▶ [What is required]:
Gather each line of the records where "display" appears.

(Records for the exercise Opens)

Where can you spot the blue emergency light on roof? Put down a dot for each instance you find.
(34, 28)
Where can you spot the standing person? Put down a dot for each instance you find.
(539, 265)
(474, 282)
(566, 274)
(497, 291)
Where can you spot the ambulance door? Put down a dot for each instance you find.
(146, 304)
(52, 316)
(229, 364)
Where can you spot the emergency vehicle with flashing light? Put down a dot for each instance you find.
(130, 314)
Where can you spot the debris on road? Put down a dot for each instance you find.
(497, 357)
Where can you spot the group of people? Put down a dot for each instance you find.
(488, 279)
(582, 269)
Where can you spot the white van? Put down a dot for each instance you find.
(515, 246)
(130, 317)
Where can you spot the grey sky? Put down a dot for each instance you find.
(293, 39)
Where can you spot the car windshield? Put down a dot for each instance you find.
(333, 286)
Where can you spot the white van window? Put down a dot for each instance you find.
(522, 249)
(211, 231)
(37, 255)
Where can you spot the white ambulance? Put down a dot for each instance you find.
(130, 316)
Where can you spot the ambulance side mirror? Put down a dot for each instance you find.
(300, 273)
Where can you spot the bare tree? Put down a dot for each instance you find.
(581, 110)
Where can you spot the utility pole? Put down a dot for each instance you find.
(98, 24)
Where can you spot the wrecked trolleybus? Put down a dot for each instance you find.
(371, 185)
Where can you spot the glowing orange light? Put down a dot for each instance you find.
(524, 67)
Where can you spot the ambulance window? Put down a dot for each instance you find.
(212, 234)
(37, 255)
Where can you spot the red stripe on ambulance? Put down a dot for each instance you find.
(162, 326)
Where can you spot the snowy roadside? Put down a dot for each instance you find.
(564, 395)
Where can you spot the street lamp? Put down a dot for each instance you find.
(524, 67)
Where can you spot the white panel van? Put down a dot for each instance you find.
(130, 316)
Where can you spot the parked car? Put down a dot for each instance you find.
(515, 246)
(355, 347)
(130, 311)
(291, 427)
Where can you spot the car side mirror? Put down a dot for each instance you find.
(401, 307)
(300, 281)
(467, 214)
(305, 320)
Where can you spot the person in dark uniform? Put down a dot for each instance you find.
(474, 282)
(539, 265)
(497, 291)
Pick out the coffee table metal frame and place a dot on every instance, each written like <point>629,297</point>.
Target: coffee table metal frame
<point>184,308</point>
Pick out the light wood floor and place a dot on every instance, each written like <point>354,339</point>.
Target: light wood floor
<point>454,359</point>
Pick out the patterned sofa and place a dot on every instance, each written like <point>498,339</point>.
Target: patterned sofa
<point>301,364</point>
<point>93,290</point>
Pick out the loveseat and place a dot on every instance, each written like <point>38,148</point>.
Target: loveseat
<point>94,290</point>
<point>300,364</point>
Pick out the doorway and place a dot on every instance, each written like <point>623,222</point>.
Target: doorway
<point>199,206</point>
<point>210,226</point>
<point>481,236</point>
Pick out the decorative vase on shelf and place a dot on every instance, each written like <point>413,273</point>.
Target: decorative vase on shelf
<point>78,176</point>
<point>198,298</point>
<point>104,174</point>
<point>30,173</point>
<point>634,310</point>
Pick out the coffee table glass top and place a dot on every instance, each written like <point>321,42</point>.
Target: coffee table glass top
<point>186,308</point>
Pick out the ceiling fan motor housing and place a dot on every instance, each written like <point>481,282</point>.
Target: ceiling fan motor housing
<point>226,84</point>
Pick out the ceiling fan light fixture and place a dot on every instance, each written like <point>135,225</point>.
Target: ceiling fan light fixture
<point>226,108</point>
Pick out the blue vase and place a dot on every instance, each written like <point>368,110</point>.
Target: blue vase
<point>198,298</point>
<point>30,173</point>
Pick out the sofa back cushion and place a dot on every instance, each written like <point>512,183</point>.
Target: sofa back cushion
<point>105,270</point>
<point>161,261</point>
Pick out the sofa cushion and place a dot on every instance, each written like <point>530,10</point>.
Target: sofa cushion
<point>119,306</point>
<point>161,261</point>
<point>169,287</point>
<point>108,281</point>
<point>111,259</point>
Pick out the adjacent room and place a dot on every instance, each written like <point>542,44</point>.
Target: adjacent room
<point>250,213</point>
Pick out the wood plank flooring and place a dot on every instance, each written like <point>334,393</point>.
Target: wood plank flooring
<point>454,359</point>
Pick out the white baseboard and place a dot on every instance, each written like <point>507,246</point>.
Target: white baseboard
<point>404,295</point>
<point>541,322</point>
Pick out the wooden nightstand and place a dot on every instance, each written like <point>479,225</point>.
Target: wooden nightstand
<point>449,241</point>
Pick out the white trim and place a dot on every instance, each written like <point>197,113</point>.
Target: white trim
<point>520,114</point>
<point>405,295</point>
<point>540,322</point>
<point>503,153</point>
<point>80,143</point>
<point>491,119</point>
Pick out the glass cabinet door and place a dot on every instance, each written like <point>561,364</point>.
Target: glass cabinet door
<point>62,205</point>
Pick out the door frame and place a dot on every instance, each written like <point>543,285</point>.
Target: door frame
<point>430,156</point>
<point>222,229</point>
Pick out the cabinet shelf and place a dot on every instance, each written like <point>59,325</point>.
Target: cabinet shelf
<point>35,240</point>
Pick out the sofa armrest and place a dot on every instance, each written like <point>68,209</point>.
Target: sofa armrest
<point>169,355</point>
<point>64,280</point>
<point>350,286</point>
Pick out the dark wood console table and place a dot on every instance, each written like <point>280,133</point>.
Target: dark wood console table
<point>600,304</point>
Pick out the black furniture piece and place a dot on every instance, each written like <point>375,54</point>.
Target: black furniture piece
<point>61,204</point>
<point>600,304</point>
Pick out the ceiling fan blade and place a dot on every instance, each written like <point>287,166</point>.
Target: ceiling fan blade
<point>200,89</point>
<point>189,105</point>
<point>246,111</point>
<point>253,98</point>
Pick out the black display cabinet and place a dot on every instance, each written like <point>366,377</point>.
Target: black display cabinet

(Records for the exercise Closes)

▶ [Finished exercise]:
Pick out the black display cabinet and place a dot on every instance, each written like <point>366,377</point>.
Target: black display cabinet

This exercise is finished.